Segment Start: Given passage

An Appoach to Partially Automate Requirements Elicitation ...



AN APPROACH TO AUTOMATE REQUIREMENTS

ELICITATION AND SPECIFICATION

Neil W. Kassel and Brian A. Malloy

Computer Science Department

Clemson University

Clemson SC, 29631

{nkassel, malloy}@cs.clemson.edu

Abstract

This paper presents an approach to partially automate the requirements elicitation and specification processes. Because human interaction is of vital importance in requirements elicitation, it is almost impossible and impractical to fully automate the elicitation process. Our approach, combined with other established techniques, will increase the probability that the customer states real and nearly complete requirements. We have developed a prototype tool to support our approach, which can be used independently or jointly by customers, users, software engineers, and domain experts. The ultimate goal of our approach is to demonstrate the potential for this automated tool to improve the requirements elicitation and specification processes.

Key Words

Requirements Elicitation, Requirements Engineering, Requirements Specification, XML

Introduction

Software requirements elicitation may be the most important area of requirements engineering and possibly of the entire software process [1]. It is generally accepted that errors produced at the requirements stage, if undetected until a later stage of software development, can be very costly [1][2]. However, software engineers spend too little time performing this important task [2]. It is difficult to motivate customers to state precisely what they need since they might not know exactly what they need or they have incomplete knowledge about the functionality of the intended application [3]. Therefore, the software engineer must ask selective questions, mostly gained through experience, to better elicit the requirements of the application.

Domain experts, customers, and users are essential during requirements elicitation; however, they do not necessarily understand the intricacies of software development. On the other hand, software engineers are likely to be unfamiliar with the application domain. This creates a communications barrier between the software engineers and the domain experts, customers, and users, which can be overcome by formal elicitation methods [2].

In this paper, we present an approach to partially automate the requirements elicitation and specification processes. Our approach bridges the gap between the software engineer and the domain expert, customer, and users, and facilitates communication among them. We have developed a prototype that exploits the Microsoft .NET Framework and Extensible Markup Language (XML), which enables us to elicit requirements using a windows-based and web-enabled tool. Moreover, our tool can be used in a distributed fashion so that users are not required to be on-site or in a central location. Thus, our tool can be used independently by all stakeholders (e.g., users, customers, developers) or jointly during a possibly distributed requirements elicitation session.

Segment End: Given passage
Segment Start: Raw data

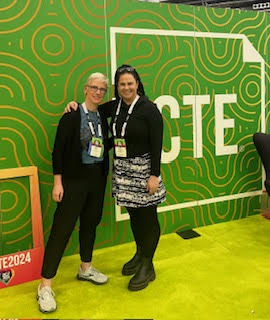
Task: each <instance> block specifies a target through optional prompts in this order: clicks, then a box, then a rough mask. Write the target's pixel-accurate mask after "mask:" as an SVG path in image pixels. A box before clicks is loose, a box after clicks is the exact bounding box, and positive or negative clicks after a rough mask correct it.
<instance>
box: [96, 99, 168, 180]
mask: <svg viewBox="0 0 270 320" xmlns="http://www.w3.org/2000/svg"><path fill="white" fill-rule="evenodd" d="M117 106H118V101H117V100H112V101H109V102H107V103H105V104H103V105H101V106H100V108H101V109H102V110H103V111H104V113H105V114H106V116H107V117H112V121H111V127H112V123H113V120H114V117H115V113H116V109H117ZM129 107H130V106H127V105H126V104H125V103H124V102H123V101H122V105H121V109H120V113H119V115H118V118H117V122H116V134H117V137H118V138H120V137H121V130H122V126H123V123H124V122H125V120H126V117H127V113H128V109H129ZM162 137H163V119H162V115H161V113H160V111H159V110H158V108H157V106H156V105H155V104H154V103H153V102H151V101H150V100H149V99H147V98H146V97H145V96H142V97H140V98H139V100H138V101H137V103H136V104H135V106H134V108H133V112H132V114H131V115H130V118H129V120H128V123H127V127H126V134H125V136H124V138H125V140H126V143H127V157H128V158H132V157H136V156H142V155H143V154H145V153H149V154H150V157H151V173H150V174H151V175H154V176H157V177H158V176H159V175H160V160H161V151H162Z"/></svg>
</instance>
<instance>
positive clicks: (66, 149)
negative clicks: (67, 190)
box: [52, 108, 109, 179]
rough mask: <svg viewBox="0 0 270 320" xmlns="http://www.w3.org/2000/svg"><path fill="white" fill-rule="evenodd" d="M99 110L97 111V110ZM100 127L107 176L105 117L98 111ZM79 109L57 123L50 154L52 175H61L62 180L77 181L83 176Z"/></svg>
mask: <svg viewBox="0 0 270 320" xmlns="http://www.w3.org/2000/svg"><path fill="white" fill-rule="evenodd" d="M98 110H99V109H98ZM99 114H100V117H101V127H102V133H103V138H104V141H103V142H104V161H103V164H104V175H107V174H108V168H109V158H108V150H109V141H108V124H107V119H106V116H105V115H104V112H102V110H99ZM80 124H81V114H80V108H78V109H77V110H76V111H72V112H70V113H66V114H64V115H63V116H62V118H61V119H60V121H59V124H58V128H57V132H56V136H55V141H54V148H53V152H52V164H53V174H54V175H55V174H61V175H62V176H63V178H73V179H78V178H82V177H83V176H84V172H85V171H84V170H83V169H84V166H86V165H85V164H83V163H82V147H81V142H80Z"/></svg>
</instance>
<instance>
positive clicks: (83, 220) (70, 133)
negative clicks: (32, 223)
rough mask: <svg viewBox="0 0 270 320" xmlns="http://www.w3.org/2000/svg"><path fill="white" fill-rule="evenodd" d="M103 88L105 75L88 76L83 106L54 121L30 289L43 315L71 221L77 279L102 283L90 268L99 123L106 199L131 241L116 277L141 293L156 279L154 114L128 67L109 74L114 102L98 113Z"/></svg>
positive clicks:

Segment End: Raw data
Segment Start: Raw data

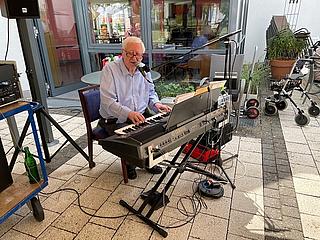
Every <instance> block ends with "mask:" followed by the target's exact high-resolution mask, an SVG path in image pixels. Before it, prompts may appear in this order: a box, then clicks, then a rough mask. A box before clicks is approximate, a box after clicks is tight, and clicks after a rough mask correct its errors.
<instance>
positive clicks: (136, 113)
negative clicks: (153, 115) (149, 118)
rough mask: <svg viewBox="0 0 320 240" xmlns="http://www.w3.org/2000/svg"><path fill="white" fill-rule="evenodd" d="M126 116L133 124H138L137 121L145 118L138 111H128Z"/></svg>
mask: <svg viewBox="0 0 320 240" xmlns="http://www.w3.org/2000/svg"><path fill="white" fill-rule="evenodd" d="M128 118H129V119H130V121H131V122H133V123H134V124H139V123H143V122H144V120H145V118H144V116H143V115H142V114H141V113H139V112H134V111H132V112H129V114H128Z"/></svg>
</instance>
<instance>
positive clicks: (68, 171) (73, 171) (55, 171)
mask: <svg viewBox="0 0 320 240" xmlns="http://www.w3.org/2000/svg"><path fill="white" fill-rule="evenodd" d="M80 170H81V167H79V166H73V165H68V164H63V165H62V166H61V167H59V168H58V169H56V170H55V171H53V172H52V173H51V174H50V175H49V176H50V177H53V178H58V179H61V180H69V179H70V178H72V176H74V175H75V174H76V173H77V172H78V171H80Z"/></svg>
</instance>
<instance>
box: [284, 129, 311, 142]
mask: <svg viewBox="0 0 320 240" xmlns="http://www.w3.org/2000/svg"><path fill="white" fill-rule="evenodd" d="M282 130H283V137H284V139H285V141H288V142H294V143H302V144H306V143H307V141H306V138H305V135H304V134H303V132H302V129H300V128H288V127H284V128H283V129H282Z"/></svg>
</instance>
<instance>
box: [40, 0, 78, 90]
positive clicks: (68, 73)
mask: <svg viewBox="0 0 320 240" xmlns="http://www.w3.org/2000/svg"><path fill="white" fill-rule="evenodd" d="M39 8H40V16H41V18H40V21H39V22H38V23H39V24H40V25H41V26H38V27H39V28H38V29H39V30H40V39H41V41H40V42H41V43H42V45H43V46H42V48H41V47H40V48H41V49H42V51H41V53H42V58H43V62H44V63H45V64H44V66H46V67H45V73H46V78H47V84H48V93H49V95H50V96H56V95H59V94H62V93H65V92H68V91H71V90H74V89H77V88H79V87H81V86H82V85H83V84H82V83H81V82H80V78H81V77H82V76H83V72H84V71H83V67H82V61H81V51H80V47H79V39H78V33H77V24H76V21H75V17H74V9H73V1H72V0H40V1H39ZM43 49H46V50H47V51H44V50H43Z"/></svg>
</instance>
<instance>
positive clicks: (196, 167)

Segment End: Raw data

### Task prompt
Continue the paper on automating requirements elicitation, starting after its last sentence. The entries are separate material and are not part of the paper on automating requirements elicitation.

### Written response
The remainder of this paper is organized as follows. Section 2 outlines our approach and how it differs from a typical approach. Section 3 presents an overview and description of our tool. Section 4 presents a simple case study to demonstrate our tool. Finally, Section 5 discusses related work.

Requirements Elicitation Approach

There are a variety of techniques that can be employed to elicit requirements [3]. The approach taken by a requirements engineer is not limited to one particular technique. Organizational processes, application type, available resources, and individual preference all play a role in determining a particular approach. For instance, applications that need early customer feedback might benefit from the use of prototyping combined with group elicitation. The requirements elicitation process involves all stakeholders, which includes customers, developers, and users. Our approach still involves stakeholders and elicitation techniques; however, certain techniques are augmented and stakeholder interaction is different.

1 Typical Approach

The typical requirements elicitation process involves all stakeholders, but it is mainly the job of the requirements engineer to generate specifications from the gathered information (see Figure 1). These specifications can be formal, such that they can be understood only by software engineers, or informal, such that the customer can understand them. The requirements engineer elicits the requirements from the stakeholders, which includes application domain knowledge from domain experts. Domain experts can normally be found in the customer’s organization [4], but can also be external users, part of the development team, or an independent expert. The requirements engineer uses the gathered information along with a choice of software tools, like word processor templates and formal modeling tools, to generate various requirements documentation.

[pic]

Figure 1: Typical Requirements Elicitation Approach

2 Our Approach

Our approach is similar to the typical approach except that now all of the stakeholders can interact directly with the system (see Figure 2). Domain experts populate a database with their expertise in the application domain. Users and customers answer questions based on the information in the domain database. Requirements engineers can then use the inputs to automatically create a draft requirements specification. This specification can be used for reference during interviews among the stakeholders to further elaborate the requirements.

[pic]

Figure 2: Our Requirements Elicitation Approach

Requirements Elicitation Tool

Van Buren and Cook [2] claim that tools to automate requirements analysis inevitably fail due to technology adoption issues. Problems arise when the tool being used does not match the organization’s development process. Eventually, such tools become “shelfware” because they force an undesirable process on the organization. They further claim that the need for automation should be determined only after manually performing analysis methods. Even though they were referring to requirements analysis tools, their argument can also apply to requirements elicitation tools.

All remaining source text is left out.